### Source passage
━━━━━━━━━━

To influence potential bias, all participants experienced a gradual ramp-up sensation for the first 30 seconds, regardless of the group assignment. A placebo control setting on the tDCS device for participants in the control group allowed for administration of the ramp-up/ramp-down stimulation, yet no interim stimulation. The sensation then abated for participants in the control group until the end of the 10 minutes, when they received a 30-second ramp-down sensation until the machine turned off. Continuous assessment of safety was incorporated. In order to assess resting motor activity and identify potential pre-ictal activity, EMG monitoring of bilateral extensor digitorum and biceps brachii ipsilateral musculature was continually assessed during the tDCS intervention. This approach allowed both the testing investigators and intervention investigators to monitor for seizure activity without revealing group assignment. At the end of the stimulation, the skin around the electrode site was immediately checked for redness or damage.

━━━━━━━━━━

### Task directions
Answer these questions from the tDCS passage:
1. How long did the ramp-up sensation last at the start for all participants?
2. When did participants in the control group receive the ramp-down sensation?
3. What was checked immediately at the end of the stimulation?
The data are separate material and have no connection to the tDCS passage.

### Source data
━━━━━━━━━━

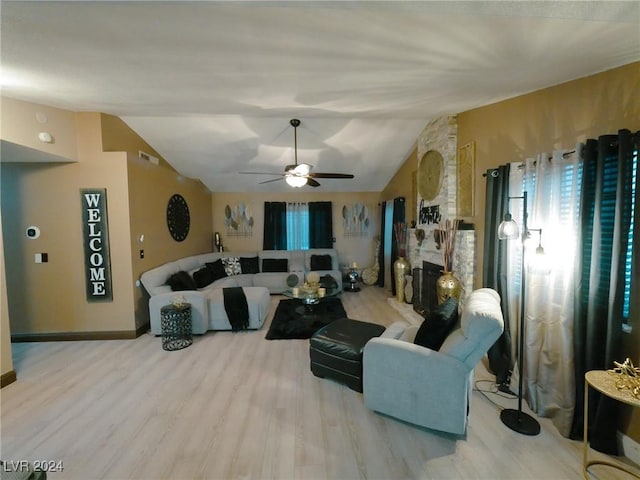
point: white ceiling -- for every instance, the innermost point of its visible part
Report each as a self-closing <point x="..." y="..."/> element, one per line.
<point x="212" y="85"/>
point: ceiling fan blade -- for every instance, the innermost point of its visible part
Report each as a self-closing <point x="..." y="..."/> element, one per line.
<point x="269" y="181"/>
<point x="331" y="175"/>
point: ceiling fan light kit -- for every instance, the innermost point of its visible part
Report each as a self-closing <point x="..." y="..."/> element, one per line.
<point x="295" y="180"/>
<point x="299" y="174"/>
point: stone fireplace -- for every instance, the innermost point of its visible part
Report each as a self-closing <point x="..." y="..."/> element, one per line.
<point x="441" y="135"/>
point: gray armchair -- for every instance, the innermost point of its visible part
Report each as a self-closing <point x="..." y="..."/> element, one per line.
<point x="426" y="387"/>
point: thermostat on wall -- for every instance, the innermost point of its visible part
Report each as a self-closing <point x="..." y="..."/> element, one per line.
<point x="33" y="232"/>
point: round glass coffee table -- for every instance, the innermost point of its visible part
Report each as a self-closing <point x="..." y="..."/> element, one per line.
<point x="310" y="297"/>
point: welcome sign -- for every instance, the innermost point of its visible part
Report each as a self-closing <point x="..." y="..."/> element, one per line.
<point x="96" y="244"/>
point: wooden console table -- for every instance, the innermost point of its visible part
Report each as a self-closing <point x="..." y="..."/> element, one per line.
<point x="605" y="383"/>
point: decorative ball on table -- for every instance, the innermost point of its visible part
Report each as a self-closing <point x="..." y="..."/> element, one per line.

━━━━━━━━━━

### Response area
1. It lasted 30 seconds.
2. They received it at the end of the 10 minutes. It lasted 30 seconds, until the machine turned off.
3. The skin around the electrode site was checked for redness or damage.